## GOAL OF THE EXERCISE
Print every record exactly as it appears. Leave the pictures out.

-.-.-

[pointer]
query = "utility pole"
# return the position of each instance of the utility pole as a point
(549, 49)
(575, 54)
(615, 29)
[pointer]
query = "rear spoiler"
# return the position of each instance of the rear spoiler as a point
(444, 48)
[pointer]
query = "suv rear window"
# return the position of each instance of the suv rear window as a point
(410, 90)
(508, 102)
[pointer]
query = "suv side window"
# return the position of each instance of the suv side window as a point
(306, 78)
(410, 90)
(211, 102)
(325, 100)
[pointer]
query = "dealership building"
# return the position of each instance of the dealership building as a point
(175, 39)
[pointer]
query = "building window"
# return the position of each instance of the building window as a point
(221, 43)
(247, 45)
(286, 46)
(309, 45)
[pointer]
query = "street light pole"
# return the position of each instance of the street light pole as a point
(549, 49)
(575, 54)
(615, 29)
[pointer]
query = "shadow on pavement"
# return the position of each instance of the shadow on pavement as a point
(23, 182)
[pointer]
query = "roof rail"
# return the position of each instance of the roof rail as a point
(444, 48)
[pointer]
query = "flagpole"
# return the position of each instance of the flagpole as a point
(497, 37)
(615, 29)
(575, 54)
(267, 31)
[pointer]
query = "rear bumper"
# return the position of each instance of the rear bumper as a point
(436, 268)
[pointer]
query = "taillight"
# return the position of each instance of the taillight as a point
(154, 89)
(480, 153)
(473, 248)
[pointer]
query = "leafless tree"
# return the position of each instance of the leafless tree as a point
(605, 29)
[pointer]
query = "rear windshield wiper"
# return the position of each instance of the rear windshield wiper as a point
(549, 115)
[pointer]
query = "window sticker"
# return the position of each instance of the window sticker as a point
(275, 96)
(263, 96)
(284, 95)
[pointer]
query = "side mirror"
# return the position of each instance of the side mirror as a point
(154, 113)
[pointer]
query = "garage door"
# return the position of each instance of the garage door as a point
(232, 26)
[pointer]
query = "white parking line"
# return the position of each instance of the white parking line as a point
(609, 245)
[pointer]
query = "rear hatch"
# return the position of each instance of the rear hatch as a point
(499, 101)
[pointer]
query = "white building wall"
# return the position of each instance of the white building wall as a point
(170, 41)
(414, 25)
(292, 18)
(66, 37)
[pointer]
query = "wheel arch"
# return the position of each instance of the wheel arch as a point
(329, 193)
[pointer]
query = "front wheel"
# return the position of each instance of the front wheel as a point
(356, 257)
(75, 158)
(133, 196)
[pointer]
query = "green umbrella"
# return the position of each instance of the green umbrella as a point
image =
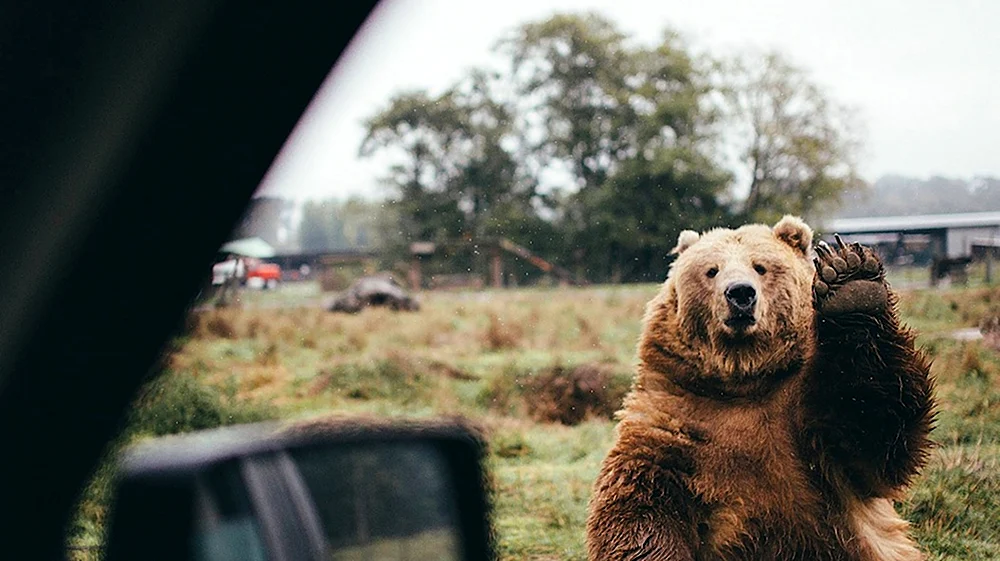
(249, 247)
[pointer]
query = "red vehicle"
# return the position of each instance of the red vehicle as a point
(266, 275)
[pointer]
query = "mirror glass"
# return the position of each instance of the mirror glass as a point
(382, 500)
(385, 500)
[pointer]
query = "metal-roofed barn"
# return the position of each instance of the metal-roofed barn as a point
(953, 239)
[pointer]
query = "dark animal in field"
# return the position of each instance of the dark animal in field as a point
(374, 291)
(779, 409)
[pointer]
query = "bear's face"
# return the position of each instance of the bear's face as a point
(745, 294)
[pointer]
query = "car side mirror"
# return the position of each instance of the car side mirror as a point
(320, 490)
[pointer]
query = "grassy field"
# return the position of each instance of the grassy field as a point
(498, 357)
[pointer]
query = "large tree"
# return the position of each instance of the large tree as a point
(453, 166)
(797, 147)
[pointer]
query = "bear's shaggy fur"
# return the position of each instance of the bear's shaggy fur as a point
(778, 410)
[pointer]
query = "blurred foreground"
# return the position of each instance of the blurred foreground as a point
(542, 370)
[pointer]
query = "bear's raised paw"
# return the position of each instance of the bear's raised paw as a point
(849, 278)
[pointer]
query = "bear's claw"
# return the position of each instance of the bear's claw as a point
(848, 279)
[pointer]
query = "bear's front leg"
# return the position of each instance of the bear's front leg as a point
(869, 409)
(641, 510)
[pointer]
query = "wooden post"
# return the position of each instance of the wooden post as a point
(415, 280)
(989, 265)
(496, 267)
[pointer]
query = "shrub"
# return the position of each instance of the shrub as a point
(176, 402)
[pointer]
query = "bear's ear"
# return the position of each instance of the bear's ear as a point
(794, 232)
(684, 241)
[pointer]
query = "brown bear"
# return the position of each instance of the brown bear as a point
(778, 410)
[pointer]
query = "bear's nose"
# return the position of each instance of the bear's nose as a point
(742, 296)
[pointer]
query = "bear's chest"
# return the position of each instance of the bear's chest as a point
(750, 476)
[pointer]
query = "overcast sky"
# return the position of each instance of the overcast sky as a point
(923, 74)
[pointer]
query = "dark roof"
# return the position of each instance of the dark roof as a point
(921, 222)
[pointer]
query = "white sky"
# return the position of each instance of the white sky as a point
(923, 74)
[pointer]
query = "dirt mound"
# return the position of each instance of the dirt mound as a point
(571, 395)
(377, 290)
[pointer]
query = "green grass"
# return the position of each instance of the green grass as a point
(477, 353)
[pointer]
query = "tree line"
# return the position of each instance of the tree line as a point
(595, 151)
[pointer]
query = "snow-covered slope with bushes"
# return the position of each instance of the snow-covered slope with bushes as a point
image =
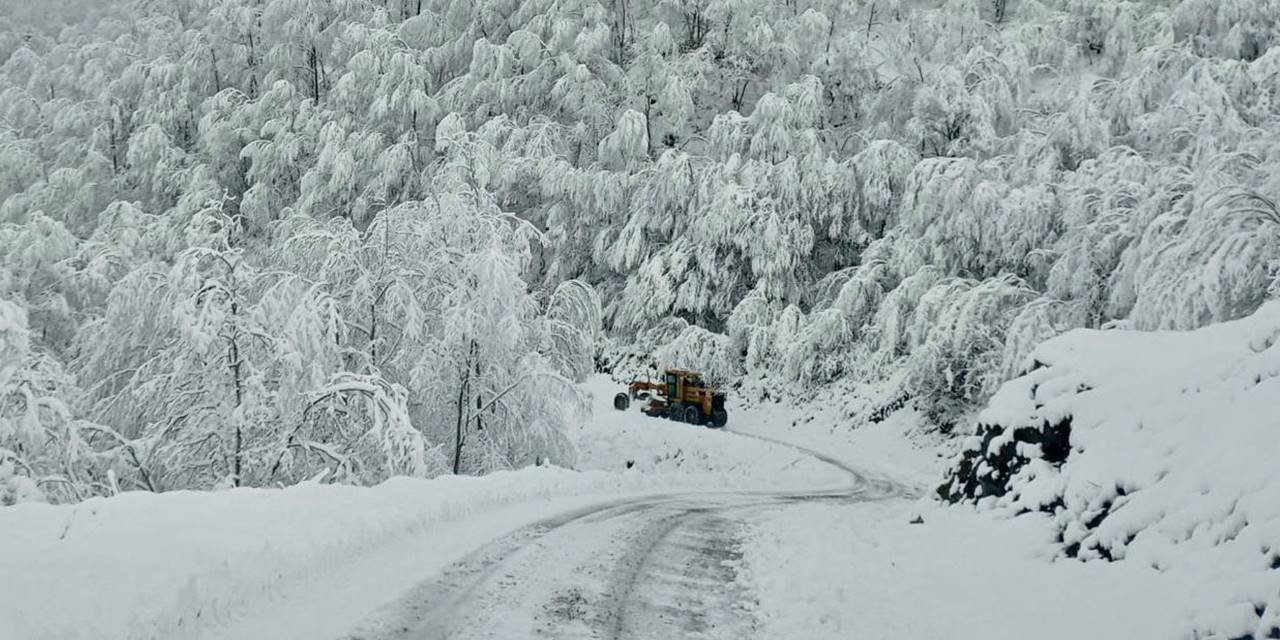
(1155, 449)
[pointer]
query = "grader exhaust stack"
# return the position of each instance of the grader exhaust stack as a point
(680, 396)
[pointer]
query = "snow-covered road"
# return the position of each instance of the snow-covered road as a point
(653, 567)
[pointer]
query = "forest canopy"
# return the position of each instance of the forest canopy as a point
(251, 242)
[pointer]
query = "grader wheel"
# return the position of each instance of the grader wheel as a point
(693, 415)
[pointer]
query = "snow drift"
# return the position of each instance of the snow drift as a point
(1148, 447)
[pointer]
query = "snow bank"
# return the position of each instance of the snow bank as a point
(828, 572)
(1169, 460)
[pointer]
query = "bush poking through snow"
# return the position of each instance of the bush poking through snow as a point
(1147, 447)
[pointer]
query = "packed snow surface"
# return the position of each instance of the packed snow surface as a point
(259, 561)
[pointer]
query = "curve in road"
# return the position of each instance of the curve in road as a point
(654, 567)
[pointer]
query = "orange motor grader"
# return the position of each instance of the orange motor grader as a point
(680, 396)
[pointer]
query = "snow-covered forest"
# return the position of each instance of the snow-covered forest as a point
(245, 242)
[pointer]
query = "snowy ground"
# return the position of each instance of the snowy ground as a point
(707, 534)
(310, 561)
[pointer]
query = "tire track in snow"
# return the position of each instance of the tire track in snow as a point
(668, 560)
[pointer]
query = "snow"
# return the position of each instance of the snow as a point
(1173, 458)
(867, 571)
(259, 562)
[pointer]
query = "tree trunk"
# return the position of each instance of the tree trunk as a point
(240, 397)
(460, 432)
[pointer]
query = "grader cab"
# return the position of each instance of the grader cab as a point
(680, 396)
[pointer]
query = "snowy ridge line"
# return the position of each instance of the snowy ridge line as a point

-.-.-

## TASK RESPONSE
[pointer]
query = "utility pole"
# return the position of each instance of the utility pole as a point
(549, 49)
(575, 54)
(615, 29)
[pointer]
query = "rear spoiler"
# return the position of each instance of the rear spoiler as a point
(444, 48)
[pointer]
query = "suv rear window"
# return the position of each instance of the suv rear window as a point
(410, 90)
(508, 102)
[pointer]
query = "suv side window"
# return the position of each instance of the suv side window as a point
(306, 78)
(410, 90)
(211, 102)
(325, 100)
[pointer]
query = "dealership building"
# return the position of each instance of the dealership building as a point
(175, 39)
[pointer]
query = "building window"
# return the position of each instance of the building window as a point
(221, 43)
(247, 45)
(286, 46)
(309, 45)
[pointer]
query = "street light pole"
# return the position of each instance of the street light pole as a point
(549, 49)
(575, 54)
(615, 29)
[pointer]
query = "shadow on pavement"
# return the position of each instance of the shadow on pavement as a point
(23, 182)
[pointer]
query = "roof rail"
# return the position of each instance of the roof rail as a point
(444, 48)
[pointer]
query = "flagpole"
# return the position of each instance of the flagpole as a point
(497, 37)
(615, 29)
(575, 54)
(267, 31)
[pointer]
query = "rear bumper"
# return the position of each instance of the rear bumper as a point
(436, 268)
[pointer]
query = "taillight"
# return the position of each instance of the taillight as a point
(154, 89)
(480, 153)
(473, 248)
[pointer]
query = "leafless tree"
# return the position of each instance of the leafless tree as a point
(605, 29)
[pointer]
query = "rear windshield wiper"
# return the position of each instance of the rear windshield wiper as a point
(549, 115)
[pointer]
query = "window sticker"
# return the position of each instance of the window sticker as a point
(275, 96)
(263, 96)
(284, 95)
[pointer]
query = "side mirror"
# return the position of each instance of the side mirror as a point
(154, 113)
[pointer]
query = "garage door"
# return the position of each instance of the garage door as a point
(232, 26)
[pointer]
query = "white parking line"
# return the position of each instance of the white parking line as a point
(609, 245)
[pointer]
query = "rear hatch"
# return the position of each instance of the rear hatch as a point
(499, 101)
[pointer]
query = "white building wall"
# return the position of each instance of the white building wall as a point
(170, 41)
(414, 25)
(292, 18)
(66, 37)
[pointer]
query = "wheel arch"
# return the position of each instance of the wheel arch as a point
(329, 193)
[pointer]
query = "front wheel"
# return the position of each instance of the front wheel as a point
(356, 257)
(75, 158)
(133, 196)
[pointer]
query = "green umbrella"
# return the position of each instance of the green umbrella as a point
image =
(249, 247)
[pointer]
query = "red vehicle"
# return the position of each instance of the red vehicle as a point
(266, 275)
[pointer]
query = "mirror glass"
# return the position of each instance of the mirror glass as a point
(382, 500)
(385, 500)
[pointer]
query = "metal-roofed barn"
# return the position of each instance of the metal-roofed barn as a point
(953, 239)
[pointer]
query = "dark animal in field"
# return the position of each instance of the dark animal in field as a point
(374, 291)
(779, 409)
[pointer]
query = "bear's face"
# return the position of each instance of the bear's face as a point
(745, 294)
[pointer]
query = "car side mirror"
# return the position of each instance of the car side mirror as a point
(320, 490)
[pointer]
query = "grassy field"
# return the position of each instance of the grassy field as a point
(498, 357)
[pointer]
query = "large tree"
# return the position of each instance of the large tree as a point
(453, 166)
(797, 147)
[pointer]
query = "bear's shaggy fur"
# return the position of each instance of the bear's shaggy fur as a point
(778, 410)
[pointer]
query = "blurred foreground"
# return the position of each instance of the blurred foreground as a point
(542, 370)
[pointer]
query = "bear's raised paw"
# return the position of each instance of the bear's raised paw as a point
(849, 278)
[pointer]
query = "bear's claw"
# return the position of each instance of the bear's claw as a point
(848, 279)
[pointer]
query = "bear's front leg"
# return the position of each instance of the bear's front leg as a point
(869, 409)
(641, 510)
[pointer]
query = "wooden post"
# return the position of each instance of the wooden post as a point
(415, 280)
(989, 265)
(496, 267)
[pointer]
query = "shrub"
# return the position of each instance of the shrub as a point
(176, 402)
[pointer]
query = "bear's ear"
# return the position of each instance of the bear's ear as a point
(794, 232)
(684, 241)
[pointer]
query = "brown bear"
# return the position of each instance of the brown bear as a point
(778, 410)
[pointer]
query = "bear's nose"
# return the position of each instance of the bear's nose as a point
(742, 296)
[pointer]
query = "bear's chest"
# return the position of each instance of the bear's chest as a point
(750, 476)
[pointer]
query = "overcast sky"
# return the position of each instance of the overcast sky as a point
(923, 74)
[pointer]
query = "dark roof"
# return the position of each instance of the dark roof as a point
(921, 222)
[pointer]
query = "white sky"
# return the position of each instance of the white sky as a point
(923, 74)
[pointer]
query = "dirt mound"
# return the position of each instance of the dirt mound as a point
(571, 395)
(377, 290)
[pointer]
query = "green grass"
# return the position of each instance of the green grass as a point
(477, 353)
[pointer]
query = "tree line"
# return the position of each instance of the tree line as a point
(595, 151)
[pointer]
query = "snow-covered slope with bushes"
# return the position of each instance of the snow-covered slope with bushes as a point
image =
(1155, 449)
[pointer]
query = "grader exhaust stack"
# return the position of each instance of the grader exhaust stack as a point
(680, 396)
[pointer]
query = "snow-covered road"
# return the position of each instance of the snow-covered road as a point
(653, 567)
[pointer]
query = "forest canopy"
# return the position of each instance of the forest canopy as a point
(251, 242)
[pointer]
query = "grader wheel"
# return the position of each instance of the grader wheel as a point
(693, 415)
[pointer]
query = "snow drift"
# return the position of each instance of the snow drift as a point
(1148, 447)
[pointer]
query = "snow bank"
# return the position of each instance of the snow bank as a point
(828, 572)
(1169, 460)
[pointer]
query = "bush poking through snow"
# return the position of each instance of the bush poking through snow as a point
(1147, 447)
[pointer]
query = "packed snow surface"
# return the position of each instance of the packed snow surface as a point
(259, 561)
[pointer]
query = "curve in road"
# return the position of each instance of the curve in road as a point
(654, 567)
[pointer]
query = "orange motor grader"
# return the position of each instance of the orange motor grader as a point
(680, 396)
[pointer]
query = "snow-covered forest"
# return the position of each instance of the snow-covered forest as a point
(245, 242)
[pointer]
query = "snowy ground"
# return the position of each instance of the snowy ground as a point
(707, 534)
(310, 561)
[pointer]
query = "tire track in snow"
# return the position of each instance of the tire track in snow as a point
(668, 560)
[pointer]
query = "snow"
# return the position of each instance of the snow as a point
(1173, 458)
(867, 571)
(259, 562)
[pointer]
query = "tree trunk"
# return the position of each instance of the tree trunk as a point
(240, 397)
(460, 432)
[pointer]
query = "grader cab"
# return the position of each instance of the grader cab as a point
(680, 396)
[pointer]
query = "snowy ridge line"
# return the position of each instance of the snowy ridge line as a point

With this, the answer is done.